## Zu lesender Text
Schul- und Hochschulunterricht, USt-Freiheit, Nachweis: 1. § 4 Nr. 21 Buchst. b UStG 1993 setzt Art. 13 Teil A Abs. 1 Buchst. i der Richtlinie 77/388/EWG nicht zutreffend um. Es ist fraglich, ob eine richtlinienkonforme Auslegung dieser Vorschrift möglich ist. - 2. Ein Steuerpflichtiger kann sich für die Umsatzsteuerfreiheit seiner Leistungen unmittelbar auf Art. 13 Teil A Abs. 1 Buchst. i der Richtlinie 77/388/EWG berufen. - 3. Für die Annahme eines "Schul- und Hochschulunterrichts" i.S. von Art. 13 Teil A Abs. 1 Buchst. i der Richtlinie 77/388/EWG ist entscheidend, ob vergleichbare Leistungen in Schulen erbracht werden und ob die Leistungen der bloßen Freizeitgestaltung gedient haben. - 4. Die Bescheinigung der zuständigen Landesbehörde, dass eine Einrichtung auf einen Beruf oder eine vor einer juristischen Person des öffentlichen Rechts abzulegende Prüfung ordnungsgemäß vorbereitet, ist ein Indiz dafür, dass Leistungen, die tatsächlich dem Anforderungsprofil der Bescheinigung entsprechen, nicht den Charakter einer bloßen Freizeitgestaltung haben. (Hinweis aus BStBl 2012 II S. 267 auf BMF-Schreiben von 2.4.2012 - IV D 3 - S 7179/07/10006 = SIS 12 09 45, BStBl 2012 I S. 484) - Urt.; BFH 24.1.2008, V R 3/05; SIS 08 18 03
I. Die Klägerin und
Revisionsklägerin (Klägerin) betreibt ein Ballett- und
Tanzstudio (folgend Ballettstudio), für das sie in den
Umsatzsteuererklärungen 1995 bis 1997 zunächst steuerbare
und steuerpflichtige Umsätze erklärte. Der Beklagte und
Revisionsbeklagte (das Finanzamt - FA - ) setzte daraufhin die
Umsatzsteuer erklärungsgemäß fest. Für 1995
hob das FA im Änderungsbescheid vom 13.1.1999 den Vorbehalt
der Nachprüfung auf.
Mit Schreiben vom 19.10.1999 legte die
Klägerin eine Bescheinigung der zuständigen
Landesbehörde vom 6.10.1999 vor, worin bescheinigt wird, dass
die Klägerin ordnungsgemäß Kenntnisse und
Fertigkeiten für einen späteren Beruf vermittelt bzw. auf
eine vor einer juristischen Person des öffentlichen Rechts
abzulegende Prüfung vorbereitet. Gleichzeitig beantragte die
Klägerin, ihre für die Streitjahre 1995 bis 1998
erklärten Umsätze als steuerfrei zu behandeln. Hierzu
legte sie berichtigte (für 1995 bis 1997) bzw. erstmalige
(für 1998) Steuererklärungen vor, in denen die
Umsätze als steuerfrei ausgewiesen wurden.

## Aufgaben
1/ Welches Datum trägt laut dem Text zur Umsatzsteuerfreiheit die Bescheinigung der Landesbehörde, die die Klägerin vorlegte?
2/ Gib aus dem Text zur Umsatzsteuerfreiheit den Abschnitt wortgetreu wieder, der mit „Mit Schreiben vom“ beginnt und mit „steuerfrei ausgewiesen wurden.“ endet.

## Gespeicherte Einträge
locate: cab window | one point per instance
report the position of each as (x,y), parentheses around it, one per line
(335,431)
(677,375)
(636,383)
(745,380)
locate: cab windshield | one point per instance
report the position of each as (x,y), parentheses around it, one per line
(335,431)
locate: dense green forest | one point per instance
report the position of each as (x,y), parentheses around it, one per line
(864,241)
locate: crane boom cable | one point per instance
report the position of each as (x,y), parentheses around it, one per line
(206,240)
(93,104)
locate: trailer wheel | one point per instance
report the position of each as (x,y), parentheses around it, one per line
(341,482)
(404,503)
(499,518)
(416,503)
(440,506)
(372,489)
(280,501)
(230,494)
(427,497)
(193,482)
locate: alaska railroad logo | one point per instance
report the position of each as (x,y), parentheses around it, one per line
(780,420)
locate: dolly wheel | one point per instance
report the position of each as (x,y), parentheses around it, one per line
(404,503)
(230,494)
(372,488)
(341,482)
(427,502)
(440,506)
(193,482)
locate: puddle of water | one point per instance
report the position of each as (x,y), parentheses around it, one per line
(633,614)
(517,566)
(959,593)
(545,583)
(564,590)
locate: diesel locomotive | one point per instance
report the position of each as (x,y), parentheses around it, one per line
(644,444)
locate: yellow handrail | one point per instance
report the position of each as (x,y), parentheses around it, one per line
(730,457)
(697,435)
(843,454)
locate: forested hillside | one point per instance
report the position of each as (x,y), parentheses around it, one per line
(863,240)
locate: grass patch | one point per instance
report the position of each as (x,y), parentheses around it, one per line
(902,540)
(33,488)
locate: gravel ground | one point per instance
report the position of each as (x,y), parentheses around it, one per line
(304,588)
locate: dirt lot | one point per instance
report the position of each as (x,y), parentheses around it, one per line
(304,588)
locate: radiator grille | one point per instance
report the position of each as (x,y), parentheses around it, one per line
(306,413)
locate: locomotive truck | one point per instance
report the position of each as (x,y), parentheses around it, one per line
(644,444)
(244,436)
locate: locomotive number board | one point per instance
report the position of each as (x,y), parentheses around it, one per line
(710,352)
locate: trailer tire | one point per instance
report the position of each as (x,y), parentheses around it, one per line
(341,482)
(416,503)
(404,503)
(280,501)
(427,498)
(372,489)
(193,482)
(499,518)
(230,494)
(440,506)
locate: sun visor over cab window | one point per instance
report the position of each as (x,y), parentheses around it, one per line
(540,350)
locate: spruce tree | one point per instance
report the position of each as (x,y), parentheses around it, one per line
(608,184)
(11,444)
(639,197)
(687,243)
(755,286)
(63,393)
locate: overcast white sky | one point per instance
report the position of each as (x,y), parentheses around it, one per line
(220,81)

## Endergebnisse
1/ Den 6.10.1999.

2/
Mit Schreiben vom 19.10.1999 legte die
Klägerin eine Bescheinigung der zuständigen
Landesbehörde vom 6.10.1999 vor, worin bescheinigt wird, dass
die Klägerin ordnungsgemäß Kenntnisse und
Fertigkeiten für einen späteren Beruf vermittelt bzw. auf
eine vor einer juristischen Person des öffentlichen Rechts
abzulegende Prüfung vorbereitet. Gleichzeitig beantragte die
Klägerin, ihre für die Streitjahre 1995 bis 1998
erklärten Umsätze als steuerfrei zu behandeln. Hierzu
legte sie berichtigte (für 1995 bis 1997) bzw. erstmalige
(für 1998) Steuererklärungen vor, in denen die
Umsätze als steuerfrei ausgewiesen wurden.